## Problem 1
In the forum thread about modifying the VCO, condense the paragraph beginning "If you were to rejig the whole VCO" into a short bulleted list that keeps its main points.
## Problem 2
According to the forum thread about modifying the VCO, what error does the cleaned-up 670 schematic contain at the output of the SAD512D?
## Problem 3
Extend the forum thread about modifying the VCO, picking up right after its final sentence.

It has to be possible because there's already units out there.  I guess what you don't want to do is mess with how the VCO works as that would change the character of the unit.   In this case you don't care what the delay time or frequency is you just copy the existing ckt.

If you were to rejig the whole VCO that's going to come at a risk.   I wouldn't use any calculations to ball-park what the circuit is doing.  You would need to build one.   Then you would need to check your new circuit produced the exact clock frequencies over the whole range of VCO input voltages (at fairly fine steps).

The filter cap at the input to the VCO also has an effect and you would need to mimic that.

Yeah I would definitely have to build the circuits and do some comparisons against working units to make sure any modifications I come up with produce desired results. I have found that theory doesn't always work as expected in reality.

[Rob Strand]

In the other thread for the 670 I posted a schematic that I cleaned up and verified from the one you have with both the units I had. That schematic also has an error in it at the output of the SAD512D, it does *not* connect to both +/- inputs of the opamp. It is otherwise accurate to two actual units. That schematic has part values for R5106, but doesn't say anything about changing the VREG to a 12 volt one, that would blow the chip pretty quickly I would think.

I have found the schematics for the 670 and 680 to also not be accurate, to my units at least. In fact, I found most DOD schematics are not accurate to production models and often contain fatal errors.

## Data extract
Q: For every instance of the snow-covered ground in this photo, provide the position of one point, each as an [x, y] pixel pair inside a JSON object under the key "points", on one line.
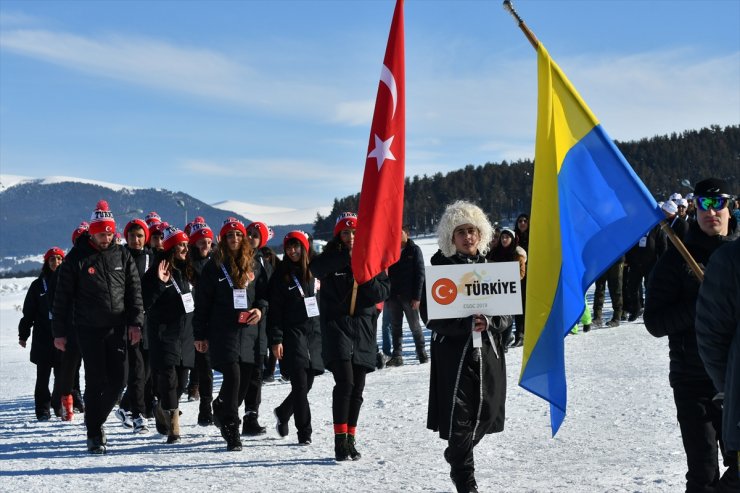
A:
{"points": [[620, 434]]}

## Right answer 1
- Reworking the whole VCO carries risk.
- Calculations should not be used to estimate what the circuit does.
- A physical circuit would need to be built.
- The new circuit would then have to be checked to confirm it gives the exact clock frequencies across the full range of VCO input voltages, tested at fairly fine steps.

## Right answer 2
It shows the SAD512D output connecting to both the + and − inputs of the opamp, but it does not connect to both.

## Right answer 3
The one you posted was the R670 and it has quite a few differences to the plain vanilla 670, but also similarities.

And yes, I've got little trust in DOD schematics.

Oh good, that means I found the issue with both pedals as the clocks are very very low, the delay is only about 31khz. The AC reading I'm getting from them is also about 110mv so that can't be right can it? The chips are new, I'm not sure what would cause that behavior. The op amps have been tested and are fine, I tested the transistors too but I guess they may be failing under load.  I really dislike having to pull parts to do this.

Well, the low voltage is expected.  The waveform isn't square it is a *very* narrow pulse.  It's probably like 200ns wide with a period in the order of 10us (100kHz) so the width is 1/50 th the period.  That means a very small AC voltage.

What pot settings did you get the 31khz on?   

FWIW,  the very narrow pulses in this circuit can screw up frequency meters!   Yes, more complications.  Some of this stuff is a losing battle.

I bought an ESR meter recommended by EEVBlog but it sucks and can't seemingly measure anything so I just use my cheap cap meter.

Cap meters vary all over the place.   The LCR types are the most reliable as they use sinewaves but some pulse types are OK provided you are only measuring a capacitor.   Most meters will not measure correctly in circuit although the LCR types can do a better job.

Note also the job of an ESR meter is to measure ESR.  Capacitance is often thrown in but the measurements aren't always trustworthy or accurate.

Yeah I would definitely have to build the circuits and do some comparisons against working units to make sure any modifications I come up with produce desired results. I have found that theory doesn't always work as expected in reality.

Theory does work but precise theory can get overly complicated.   This is where simulators like LTSpice take over.

However in this case the limiting factor is not having LTspice models for the CMOS gates.   In a circuit like this which pushes the capabilities of the chip and also depends on things like output resistance and input capacitance you need a fairly accurate model.   Such a model is difficult to construct.  It would be a project in itself to come up with a good model.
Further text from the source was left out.